──────── Texte source

La vie de Jean-Gabriel est assez bien réglée : les petits boulots, le PMU, s’occuper un peu de ses trois enfants – Manon, Ludovic et Yann –, se reposer beaucoup sur son épouse Suzy, et surtout faire des promesses intenables. Mais rien ne décourage le bougre qui décide, cette fois-ci, d’emmener toute sa petite famille au ski. Et des Noirs au ski, ça promet !

D’abord, à cause de l’incongruité de l’aventure. Si Les Blancs ne savent pas sauter, les Noirs ne vont pas skier. Ils sont d’ailleurs les premiers à se railler au salon que fréquente régulièrement Bonne maman, la mère de Jean-Gabriel, incarnée par l’épatante Firmine Richard. La comédienne donne ses lettres de noblesse à la mère antillaise, phénomène tout aussi singulier que la mère juive au cinéma. Bonne maman prie très souvent, avec un groupe de fidèles amies, pour son bon à rien de fils qui l’a invitée au ski ; et elle compte bien en profiter. Reste à Jean-Gabriel le règlement des détails logistiques inhérents à un sport onéreux. Tous les moyens sont bons pour y parvenir. Même le chantage pour obliger Jojo, aficionado de tuning, à prêter la prunelle de ses yeux à Jean-Gabriel pour que celui-ci atteigne les sommets.

────────────────

→ **Objectif 1**:
Dressez la liste de tous les personnages que le texte sur la famille de Jean-Gabriel au ski désigne par un prénom ou un surnom.
Ces enregistrements n'ont aucun lien avec le texte.

──────── Données fournies

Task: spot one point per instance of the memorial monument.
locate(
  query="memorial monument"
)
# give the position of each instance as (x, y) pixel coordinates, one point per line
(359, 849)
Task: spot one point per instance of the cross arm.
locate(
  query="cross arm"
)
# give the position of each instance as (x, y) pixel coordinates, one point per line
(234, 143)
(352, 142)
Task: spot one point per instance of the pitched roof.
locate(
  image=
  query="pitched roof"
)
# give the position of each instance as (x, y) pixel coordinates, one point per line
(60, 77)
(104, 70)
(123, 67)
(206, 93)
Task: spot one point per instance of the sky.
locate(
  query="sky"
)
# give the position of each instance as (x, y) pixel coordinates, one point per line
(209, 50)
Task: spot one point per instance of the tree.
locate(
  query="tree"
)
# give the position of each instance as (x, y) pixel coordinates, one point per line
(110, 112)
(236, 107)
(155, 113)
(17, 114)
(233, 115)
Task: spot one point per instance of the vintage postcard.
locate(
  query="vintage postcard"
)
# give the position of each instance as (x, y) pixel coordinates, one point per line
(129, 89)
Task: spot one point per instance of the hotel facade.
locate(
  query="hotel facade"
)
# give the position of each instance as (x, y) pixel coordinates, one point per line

────────────────

→ **Objectif 2**:
Relevez chaque ligne des enregistrements où figure le mot "roof".

→ **Réponse attendue 1**:
Jean-Gabriel, Manon, Ludovic, Yann, Suzy, Bonne maman, Jojo

→ **Réponse attendue 2**:
Task: spot one point per instance of the pitched roof.
  query="pitched roof"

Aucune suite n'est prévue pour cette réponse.